Almost a year on from the GDPR deadline, David Stothard, managing director of MAPS Medical Reporting and a former personal injury solicitor, outlines why ignoring the changes to data protection could prove costly for law firms working in the personal injury and medical negligence space.
On 25 May 2018, a data protection regulation update came into force that transformed the way businesses and organisations obtain, use and store people’s personal data.
The General Data Protection Regulation (GDPR) replaced the UK’s Data Protection Act – putting data power and control firmly back in the hands of the individual.
Its advent was a wake-up call for organisations that had previously been sleep-walking through their data procedures. The legislation demands businesses tighten the security and protection of data they hold – or risk significant financial penalties.
Why GDPR matters in the medico-legal space
Every day, medical reporting organisations (MROs) receive sensitive and personal details and medical records (special category data) from law firms about the clients they are representing, and their injuries. They have a legal and moral responsibility to ensure every member of their team complies with best practice and UK legislation. This now includes GDPR.

## Activity 1
Print the passage of the GDPR article starting with "Almost a year" and going on through "people’s personal data.".
## Activity 2
In the GDPR article, on what date did the data protection regulation update come into force?
## Activity 3
The GDPR article says the 2018 update changed the way businesses and organizations handle people's personal data. List every action with that data that it names.

## Data excerpts
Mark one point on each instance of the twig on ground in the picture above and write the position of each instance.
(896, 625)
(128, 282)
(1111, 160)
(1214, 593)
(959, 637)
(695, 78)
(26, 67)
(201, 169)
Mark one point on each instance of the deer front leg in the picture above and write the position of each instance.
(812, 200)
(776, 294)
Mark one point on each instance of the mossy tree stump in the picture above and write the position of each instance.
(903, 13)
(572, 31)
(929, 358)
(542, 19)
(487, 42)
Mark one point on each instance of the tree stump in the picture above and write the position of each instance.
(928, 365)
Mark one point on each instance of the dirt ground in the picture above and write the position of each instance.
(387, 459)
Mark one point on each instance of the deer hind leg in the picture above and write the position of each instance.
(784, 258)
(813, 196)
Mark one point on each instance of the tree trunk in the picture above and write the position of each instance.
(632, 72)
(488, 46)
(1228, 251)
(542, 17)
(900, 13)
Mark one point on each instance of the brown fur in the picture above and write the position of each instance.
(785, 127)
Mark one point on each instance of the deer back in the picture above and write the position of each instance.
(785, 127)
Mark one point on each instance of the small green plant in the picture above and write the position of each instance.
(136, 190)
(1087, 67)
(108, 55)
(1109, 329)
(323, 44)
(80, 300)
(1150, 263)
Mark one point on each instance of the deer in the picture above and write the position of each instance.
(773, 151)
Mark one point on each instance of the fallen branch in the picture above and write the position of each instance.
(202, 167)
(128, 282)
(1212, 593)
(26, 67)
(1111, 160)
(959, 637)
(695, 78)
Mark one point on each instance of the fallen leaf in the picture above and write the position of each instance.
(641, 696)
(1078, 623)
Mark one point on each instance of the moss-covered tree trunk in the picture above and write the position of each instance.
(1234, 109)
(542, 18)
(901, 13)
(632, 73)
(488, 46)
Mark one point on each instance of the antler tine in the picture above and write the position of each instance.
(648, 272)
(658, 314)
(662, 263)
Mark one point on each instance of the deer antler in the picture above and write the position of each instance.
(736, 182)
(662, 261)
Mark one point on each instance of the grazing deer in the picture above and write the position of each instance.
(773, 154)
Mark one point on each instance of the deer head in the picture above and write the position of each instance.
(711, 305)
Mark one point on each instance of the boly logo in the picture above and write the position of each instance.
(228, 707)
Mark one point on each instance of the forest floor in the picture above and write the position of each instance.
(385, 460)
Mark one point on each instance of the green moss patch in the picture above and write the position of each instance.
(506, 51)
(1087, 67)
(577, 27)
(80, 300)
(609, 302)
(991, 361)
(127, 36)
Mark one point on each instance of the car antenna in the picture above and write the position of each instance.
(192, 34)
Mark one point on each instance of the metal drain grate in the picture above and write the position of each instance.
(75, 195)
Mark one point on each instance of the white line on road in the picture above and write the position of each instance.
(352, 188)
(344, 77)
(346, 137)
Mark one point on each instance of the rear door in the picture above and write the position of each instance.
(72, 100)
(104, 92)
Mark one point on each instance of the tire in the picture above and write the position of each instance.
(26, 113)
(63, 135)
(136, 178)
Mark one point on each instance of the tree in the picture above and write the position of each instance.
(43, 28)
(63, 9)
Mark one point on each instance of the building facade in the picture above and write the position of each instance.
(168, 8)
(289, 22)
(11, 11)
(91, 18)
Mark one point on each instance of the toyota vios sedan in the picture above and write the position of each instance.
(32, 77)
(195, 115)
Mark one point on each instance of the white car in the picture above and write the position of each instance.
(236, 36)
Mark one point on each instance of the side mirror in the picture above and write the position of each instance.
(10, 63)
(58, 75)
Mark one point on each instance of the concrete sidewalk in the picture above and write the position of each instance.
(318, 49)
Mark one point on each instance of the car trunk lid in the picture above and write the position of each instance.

## Answer box 1
Almost a year on from the GDPR deadline, David Stothard, managing director of MAPS Medical Reporting and a former personal injury solicitor, outlines why ignoring the changes to data protection could prove costly for law firms working in the personal injury and medical negligence space.
On 25 May 2018, a data protection regulation update came into force that transformed the way businesses and organisations obtain, use and store people’s personal data.

## Answer box 2
25 May 2018

## Answer box 3
obtain, use, store